## BACAAN
──────────────────────────────

Rabu, 19 Desember 2012

APKASI Dukung Penyaluran Aspirasi Daerah Melalui DPD RI


Asosiasi Pemerintah Kabupaten Seluruh Indonesia (APKASI) menyatakan Undang-Undang Nomor 27 Tahun 2009 tentang Majelis Permusyawaratan Rakyat, Dewan Perwakilan Rakyat, Dewan Perwakilan Daerah, dan Dewan Perwakilan Rakyat Daerah (UU MD3) dan Undang-Undang Nomor 12 Tahun 2011 tentang Pembentukan Peraturan Perundang-undangan (UU P3) telah mereduksi kewenangan Dewan Perwakilan Daerah Republik Indonesia (DPD RI). Sebab kedua UU tersebut tidak melibatkan DPD dalam pengajuan maupun persetujuan rancangan undang-undang. Terlebih lagi saat proses legislasi UU yang mengharuskan adanya peran DPD, antara lain RUU tentang Pemerintah Daerah, RUU tentang Pemilihan Kepala Daerah, RUU tentang Desa.

“Asosiasi Pemerintah Kabupaten Seluruh Indonesia terus memperjuangkan realisasi otonomi daerah seluas-luasnya secara utuh dan bertanggung jawab, sangat berkepentingan untuk menyalurkan aspirasi daerah melalui DPD RI dalam proses legislasi.”

Pernyataan disampaikan oleh Ketua Umum APKASI, Isran Noor saat didaulat menjadi saksi Pemohon dalam sidang uji materi UU MD3 dan UU P3 di persidangan Mahkamah Konstitusi (MK), Rabu (19/12/2012) siang. Sidang pleno perkara 92/PUU-X/2012 dan 104/PUU-X/2012 dilaksanakan oleh delapan hakim konstitusi, yaitu Moh. Mahfud MD (ketua pleno), Achmad Sodiki, Harjono, Hamdan Zoelva, Muhammad Alim, Maria Farida Indrati, Ahmad Fadlil Sumadi, dan Anwar Usman. Sidang beragendakan mendengar keterangan saksi/ahli.

──────────────────────────────

## BAHAN YANG TERSEDIA
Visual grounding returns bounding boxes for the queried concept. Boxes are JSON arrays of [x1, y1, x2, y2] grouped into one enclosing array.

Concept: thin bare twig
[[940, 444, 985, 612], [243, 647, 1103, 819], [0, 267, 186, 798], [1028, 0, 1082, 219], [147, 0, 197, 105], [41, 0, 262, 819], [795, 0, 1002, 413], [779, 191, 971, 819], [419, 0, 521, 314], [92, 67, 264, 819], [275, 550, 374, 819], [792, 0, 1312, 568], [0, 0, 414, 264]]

──────────────────────────────

## SOAL LATIHAN A
Apakah setiap pernyataan berikut sesuai dengan bacaan? Jawab ya atau tidak, lalu kutip kata-kata bacaan yang menjadi penentunya. (i) Sidang uji materi tersebut dilaksanakan oleh sembilan hakim konstitusi. (ii) Isran Noor adalah Ketua Umum APKASI. (iii) Menurut APKASI, kedua undang-undang itu melibatkan DPD dalam pengajuan rancangan undang-undang.
## SOAL LATIHAN B
Menurut bacaan, siapa yang menjadi ketua pleno dalam sidang di Mahkamah Konstitusi itu?

## JAWABAN LENGKAP A
(i) Tidak: "dilaksanakan oleh delapan hakim konstitusi"
(ii) Ya: "Ketua Umum APKASI, Isran Noor"
(iii) Tidak: "kedua UU tersebut tidak melibatkan DPD dalam pengajuan maupun persetujuan rancangan undang-undang"

## JAWABAN LENGKAP B
Moh. Mahfud MD.